» Text excerpt
============

5. Do I need a lawyer?

If you want to benefit from any of the defences discussed above, you will have a better chance if you retain the services of a lawyer who has experience raising those defences. The lawyer can advise you whether they apply to your case and you can then decide whether you want to hire the lawyer.

It also makes sense to use a lawyer if there is a significant risk of a gaol sentence in your case. That risk is greater if you are charged with a high range PCA offence, a repeat offence, an offence that resulted an injury or property damage (even if you are the injured person), or if your driving clearly endangered other people.

6. Mitigating your punishment

Judges generally reserve harsh sentences for the worst offenders. Those include repeat offenders and drivers who had a very high BAC. If you have a history of drink driving or a BAC above 0.15, you should think seriously about being represented by an attorney.

Judges are more inclined to give lenient punishments to drivers who take responsibility for their actions, who show remorse, and who convince the judge that they have learned a lesson and will not commit the offence again. If you decide to plead guilty, you should be prepared to do several things to persuade the court that you should not receive a harsh penalty.

  • Plead guilty early in the process. The sooner you take responsibility by admitting your guilt, the more convincing will be your claim to have learned your lesson.
  • Provide character references. The judge does not have time to read letters from everyone you know, but provide three or four short letters attesting to your good character. Letters are particularly effective if they come from people who have stature in the community, including local politicians, pastors, and community leaders.
  • Acknowledge your mistake. Do not make excuses. Do not tell the judge your sad life story. People who think they had a good reason for drink driving are likely to do it again. Just tell the judge you made a serious error in judgment and that you realize you should never have gotten behind the wheel of your car. On the other hand, if the circumstances (such as celebrating the birth of a baby) are unlikely to be repeated, it is fair to make that known to the court.
  • Express remorse. Tell the judge that you are sorry for taking up the court's time and the time of the police and other officials involved in the case. Tell the judge you feel shame and regret and are embarrassed and disappointed with yourself.
  • If you were stopped at a sobriety checkpoint, make that known to the court. It is fair to remind the judge that you were not pulled over for unsafe driving.
  • If your BAC reading was under 0.12, make that known to the court. It is fair to remind the judge that your BAC was not at the upper end of the mid-range, where penalties generally become more severe. At the same time, remember to tell the judge that while you did not feel impaired, you understand that you should not have gotten behind the wheel of your car after drinking anything.
  • If you depend on driving for your work or to meet the needs of your family, explain why. This could affect the length of any licence disqualification the judge imposes.
  • Give the judge a plan for avoiding future offences. If this is a first offence, your plan could simply be a promise never to drive after consuming even a drop of alcohol. If this is a second or subsequent offence, the judge will be impressed if you have entered an alcohol treatment program or attended counseling. Be sure to bring proof of your attendance for the judge to review.

============

» Information given
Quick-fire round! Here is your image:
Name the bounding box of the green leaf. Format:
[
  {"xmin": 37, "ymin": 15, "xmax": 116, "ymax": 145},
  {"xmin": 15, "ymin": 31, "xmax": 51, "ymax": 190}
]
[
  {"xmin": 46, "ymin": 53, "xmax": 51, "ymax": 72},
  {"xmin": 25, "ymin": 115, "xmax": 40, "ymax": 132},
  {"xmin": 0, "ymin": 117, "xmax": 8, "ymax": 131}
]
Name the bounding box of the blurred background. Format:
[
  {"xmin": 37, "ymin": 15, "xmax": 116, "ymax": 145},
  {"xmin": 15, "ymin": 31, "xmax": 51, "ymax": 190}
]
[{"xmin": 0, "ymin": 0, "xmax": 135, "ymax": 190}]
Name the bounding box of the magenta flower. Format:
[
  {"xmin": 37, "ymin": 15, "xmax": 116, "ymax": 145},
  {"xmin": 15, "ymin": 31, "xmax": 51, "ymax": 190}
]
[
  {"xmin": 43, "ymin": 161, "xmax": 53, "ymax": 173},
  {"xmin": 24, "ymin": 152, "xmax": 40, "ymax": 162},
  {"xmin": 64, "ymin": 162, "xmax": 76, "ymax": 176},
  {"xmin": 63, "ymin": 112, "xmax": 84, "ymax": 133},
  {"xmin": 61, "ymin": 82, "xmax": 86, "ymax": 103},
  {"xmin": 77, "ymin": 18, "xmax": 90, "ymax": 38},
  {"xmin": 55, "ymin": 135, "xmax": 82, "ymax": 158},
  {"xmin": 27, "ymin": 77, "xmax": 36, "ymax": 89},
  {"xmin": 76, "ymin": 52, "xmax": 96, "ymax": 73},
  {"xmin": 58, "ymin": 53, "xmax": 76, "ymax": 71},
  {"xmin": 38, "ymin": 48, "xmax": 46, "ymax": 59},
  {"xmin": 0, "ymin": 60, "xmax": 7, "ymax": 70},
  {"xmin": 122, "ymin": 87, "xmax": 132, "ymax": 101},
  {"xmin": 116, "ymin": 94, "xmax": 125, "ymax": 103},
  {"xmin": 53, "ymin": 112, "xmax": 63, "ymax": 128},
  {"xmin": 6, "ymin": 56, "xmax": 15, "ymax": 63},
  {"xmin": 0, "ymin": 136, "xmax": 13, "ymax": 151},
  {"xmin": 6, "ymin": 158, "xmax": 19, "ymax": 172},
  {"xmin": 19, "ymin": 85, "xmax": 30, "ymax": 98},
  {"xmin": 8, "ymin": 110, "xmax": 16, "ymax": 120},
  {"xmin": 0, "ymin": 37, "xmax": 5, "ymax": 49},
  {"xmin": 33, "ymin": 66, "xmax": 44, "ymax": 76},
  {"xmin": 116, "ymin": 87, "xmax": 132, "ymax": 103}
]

============

» Apply what you read
**a.** In the drink-driving text, quote the passage from "It also makes" to "by an attorney.".
**b.** Answer these questions from the drink-driving text:
(i) Above what BAC should a driver think seriously about having an attorney?
(ii) How many short character reference letters does it suggest giving the judge?
(iii) What example does it give of circumstances unlikely to be repeated?

» Answers provided
**a.**
It also makes sense to use a lawyer if there is a significant risk of a gaol sentence in your case. That risk is greater if you are charged with a high range PCA offence, a repeat offence, an offence that resulted an injury or property damage (even if you are the injured person), or if your driving clearly endangered other people.

6. Mitigating your punishment

Judges generally reserve harsh sentences for the worst offenders. Those include repeat offenders and drivers who had a very high BAC. If you have a history of drink driving or a BAC above 0.15, you should think seriously about being represented by an attorney.

**b.**
(i) 0.15
(ii) Three or four
(iii) Celebrating the birth of a baby